*What to do:* Leaving out every line that comes before the one containing "Annotation task: tag one point per instance of the australian", output the rest of the records exactly, the final line included.

Referring expression data
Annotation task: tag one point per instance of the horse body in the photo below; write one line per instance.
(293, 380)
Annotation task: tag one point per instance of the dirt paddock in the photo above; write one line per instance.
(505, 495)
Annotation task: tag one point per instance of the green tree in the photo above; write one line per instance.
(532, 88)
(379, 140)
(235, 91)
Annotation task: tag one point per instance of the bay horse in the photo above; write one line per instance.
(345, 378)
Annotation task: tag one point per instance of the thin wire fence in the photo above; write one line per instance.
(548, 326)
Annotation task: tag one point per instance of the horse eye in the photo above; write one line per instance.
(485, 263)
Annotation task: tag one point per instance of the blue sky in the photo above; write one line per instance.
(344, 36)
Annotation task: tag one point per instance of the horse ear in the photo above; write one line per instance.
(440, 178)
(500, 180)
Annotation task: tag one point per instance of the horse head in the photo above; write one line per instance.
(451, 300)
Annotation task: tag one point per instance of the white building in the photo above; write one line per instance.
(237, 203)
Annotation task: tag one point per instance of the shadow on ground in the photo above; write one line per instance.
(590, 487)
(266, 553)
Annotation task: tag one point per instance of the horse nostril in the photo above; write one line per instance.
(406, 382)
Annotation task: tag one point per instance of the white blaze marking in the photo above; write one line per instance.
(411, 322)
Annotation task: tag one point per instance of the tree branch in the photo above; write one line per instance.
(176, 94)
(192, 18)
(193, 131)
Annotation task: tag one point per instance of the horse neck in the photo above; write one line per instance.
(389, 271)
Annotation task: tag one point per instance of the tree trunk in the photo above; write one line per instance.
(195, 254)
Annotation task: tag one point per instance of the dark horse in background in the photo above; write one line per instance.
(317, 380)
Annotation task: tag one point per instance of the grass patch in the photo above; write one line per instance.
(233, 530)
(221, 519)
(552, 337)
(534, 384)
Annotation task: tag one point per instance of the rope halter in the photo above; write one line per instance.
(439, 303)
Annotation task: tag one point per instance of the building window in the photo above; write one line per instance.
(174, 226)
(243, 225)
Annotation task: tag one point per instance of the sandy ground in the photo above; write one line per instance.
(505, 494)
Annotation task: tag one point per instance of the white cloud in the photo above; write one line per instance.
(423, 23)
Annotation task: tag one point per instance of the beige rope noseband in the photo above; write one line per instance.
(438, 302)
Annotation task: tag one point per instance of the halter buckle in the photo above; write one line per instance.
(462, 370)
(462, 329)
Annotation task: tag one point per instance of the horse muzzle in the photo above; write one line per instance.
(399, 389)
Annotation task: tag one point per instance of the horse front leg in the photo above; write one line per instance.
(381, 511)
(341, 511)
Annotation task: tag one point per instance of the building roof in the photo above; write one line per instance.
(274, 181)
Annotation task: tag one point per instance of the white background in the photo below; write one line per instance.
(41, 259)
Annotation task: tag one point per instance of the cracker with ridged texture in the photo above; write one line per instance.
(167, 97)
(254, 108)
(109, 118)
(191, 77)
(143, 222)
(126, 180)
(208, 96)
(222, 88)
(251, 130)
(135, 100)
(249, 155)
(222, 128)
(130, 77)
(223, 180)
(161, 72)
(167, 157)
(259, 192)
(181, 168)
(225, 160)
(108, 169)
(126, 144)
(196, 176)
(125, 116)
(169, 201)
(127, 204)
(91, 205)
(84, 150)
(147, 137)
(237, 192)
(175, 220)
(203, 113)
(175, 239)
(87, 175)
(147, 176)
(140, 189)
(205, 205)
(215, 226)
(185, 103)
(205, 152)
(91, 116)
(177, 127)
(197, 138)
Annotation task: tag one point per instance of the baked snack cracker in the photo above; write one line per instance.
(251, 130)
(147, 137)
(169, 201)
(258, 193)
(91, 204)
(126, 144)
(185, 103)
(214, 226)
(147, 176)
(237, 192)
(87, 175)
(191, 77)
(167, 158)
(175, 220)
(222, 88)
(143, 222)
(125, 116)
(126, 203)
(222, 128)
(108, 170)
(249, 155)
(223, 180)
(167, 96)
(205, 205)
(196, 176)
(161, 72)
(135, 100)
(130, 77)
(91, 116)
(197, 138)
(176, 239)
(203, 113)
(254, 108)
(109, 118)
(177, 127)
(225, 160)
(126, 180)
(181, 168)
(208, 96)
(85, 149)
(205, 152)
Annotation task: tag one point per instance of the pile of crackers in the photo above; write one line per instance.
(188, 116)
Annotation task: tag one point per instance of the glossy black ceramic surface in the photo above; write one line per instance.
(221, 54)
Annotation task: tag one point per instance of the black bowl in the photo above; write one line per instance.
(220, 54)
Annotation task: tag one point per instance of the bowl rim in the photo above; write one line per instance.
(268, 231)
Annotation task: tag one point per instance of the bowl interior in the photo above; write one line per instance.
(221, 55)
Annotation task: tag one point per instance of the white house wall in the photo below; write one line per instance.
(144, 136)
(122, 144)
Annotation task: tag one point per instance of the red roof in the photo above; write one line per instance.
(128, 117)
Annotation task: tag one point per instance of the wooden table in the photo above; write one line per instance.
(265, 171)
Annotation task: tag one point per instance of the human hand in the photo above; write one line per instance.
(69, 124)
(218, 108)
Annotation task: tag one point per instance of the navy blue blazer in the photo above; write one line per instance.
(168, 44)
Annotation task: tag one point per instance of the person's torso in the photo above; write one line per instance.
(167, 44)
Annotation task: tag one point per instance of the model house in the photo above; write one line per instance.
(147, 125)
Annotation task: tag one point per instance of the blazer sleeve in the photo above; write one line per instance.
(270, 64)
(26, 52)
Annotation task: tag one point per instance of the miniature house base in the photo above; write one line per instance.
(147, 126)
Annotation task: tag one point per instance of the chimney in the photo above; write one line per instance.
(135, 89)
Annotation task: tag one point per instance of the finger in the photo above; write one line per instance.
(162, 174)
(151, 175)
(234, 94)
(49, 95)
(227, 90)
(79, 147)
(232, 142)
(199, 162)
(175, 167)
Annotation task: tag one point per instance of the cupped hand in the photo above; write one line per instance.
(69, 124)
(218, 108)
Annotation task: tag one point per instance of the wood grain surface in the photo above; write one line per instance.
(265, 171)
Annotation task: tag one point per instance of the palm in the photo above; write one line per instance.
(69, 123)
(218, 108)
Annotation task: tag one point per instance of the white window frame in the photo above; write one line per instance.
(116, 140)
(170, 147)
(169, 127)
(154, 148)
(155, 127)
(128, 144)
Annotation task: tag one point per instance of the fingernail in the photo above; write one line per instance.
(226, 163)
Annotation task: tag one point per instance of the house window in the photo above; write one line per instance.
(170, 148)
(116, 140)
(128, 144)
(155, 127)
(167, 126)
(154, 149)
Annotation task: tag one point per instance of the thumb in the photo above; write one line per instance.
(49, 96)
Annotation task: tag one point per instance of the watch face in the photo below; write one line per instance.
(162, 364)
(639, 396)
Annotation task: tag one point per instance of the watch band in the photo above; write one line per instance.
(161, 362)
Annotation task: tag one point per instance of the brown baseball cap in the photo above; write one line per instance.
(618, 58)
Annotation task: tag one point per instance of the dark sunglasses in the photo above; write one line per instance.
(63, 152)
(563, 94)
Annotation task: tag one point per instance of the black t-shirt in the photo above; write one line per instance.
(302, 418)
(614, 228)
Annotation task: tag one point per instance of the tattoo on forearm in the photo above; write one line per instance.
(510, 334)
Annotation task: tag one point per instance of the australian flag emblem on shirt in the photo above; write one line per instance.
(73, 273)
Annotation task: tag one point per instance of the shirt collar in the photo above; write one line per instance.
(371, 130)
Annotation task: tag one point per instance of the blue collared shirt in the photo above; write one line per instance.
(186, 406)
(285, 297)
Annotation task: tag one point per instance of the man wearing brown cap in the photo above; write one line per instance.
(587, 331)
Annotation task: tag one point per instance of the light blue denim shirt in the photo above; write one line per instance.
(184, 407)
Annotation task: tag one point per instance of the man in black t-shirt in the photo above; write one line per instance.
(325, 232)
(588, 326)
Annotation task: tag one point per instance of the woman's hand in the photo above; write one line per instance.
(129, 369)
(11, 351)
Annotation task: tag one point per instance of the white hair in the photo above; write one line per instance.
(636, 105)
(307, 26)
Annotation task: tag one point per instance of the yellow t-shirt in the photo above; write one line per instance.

*Solution to the problem:*
Annotation task: tag one point per instance of the australian flag emblem on shirt in the photo above; write one line per instance.
(73, 273)
Annotation task: tag one point per instance of the shirt collar in the photo above; write one line per instance.
(371, 130)
Annotation task: tag one point per instance of the blue collared shirt in the photo above; write one line per instance.
(186, 406)
(285, 297)
Annotation task: tag one point per instance of the man wearing brown cap in the photo above; write one line per instance.
(587, 331)
Annotation task: tag one point per instance of the light blue denim shirt in the photo above; write one line per instance.
(184, 407)
Annotation task: tag one point per instance of the man in black t-shirt in the photo above; write one line per instance.
(325, 232)
(588, 326)
Annotation task: tag one point per instance of the woman's hand in the photo above; write one line per instance.
(129, 369)
(11, 351)
Annotation task: tag one point per instance of the white hair in the photo above; write one line per instance.
(636, 105)
(307, 26)
Annotation task: tag one point per instance of the yellow t-shirt in the photo above; write one line per instance.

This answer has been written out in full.